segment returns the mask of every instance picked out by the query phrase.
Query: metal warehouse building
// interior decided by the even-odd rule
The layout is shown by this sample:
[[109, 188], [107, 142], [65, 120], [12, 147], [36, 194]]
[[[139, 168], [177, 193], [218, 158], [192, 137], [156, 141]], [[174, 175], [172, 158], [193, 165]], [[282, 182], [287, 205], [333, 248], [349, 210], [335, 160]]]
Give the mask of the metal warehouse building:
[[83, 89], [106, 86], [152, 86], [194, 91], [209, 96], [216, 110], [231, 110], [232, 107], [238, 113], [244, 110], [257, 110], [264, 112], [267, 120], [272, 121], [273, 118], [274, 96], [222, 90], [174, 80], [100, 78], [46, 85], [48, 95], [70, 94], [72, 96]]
────────────────────
TASK REQUIREMENTS:
Can you reproduce all the material exactly?

ANSWER IN FULL:
segment returns the mask of every instance picked out by the query phrase.
Query: metal warehouse building
// interior decided by the even-odd rule
The layout is shown by this sample:
[[109, 188], [107, 142], [65, 120], [12, 147], [36, 194]]
[[[139, 168], [177, 193], [218, 158], [192, 137], [156, 141]], [[174, 175], [172, 158], [193, 165]], [[282, 182], [287, 205], [333, 248], [349, 210], [335, 160]]]
Give the mask of the metal warehouse building:
[[83, 89], [106, 86], [152, 86], [194, 91], [209, 96], [216, 110], [231, 110], [232, 107], [238, 113], [244, 110], [257, 110], [264, 112], [267, 120], [272, 121], [273, 118], [274, 96], [222, 90], [174, 80], [100, 78], [46, 85], [48, 95], [70, 94], [72, 96]]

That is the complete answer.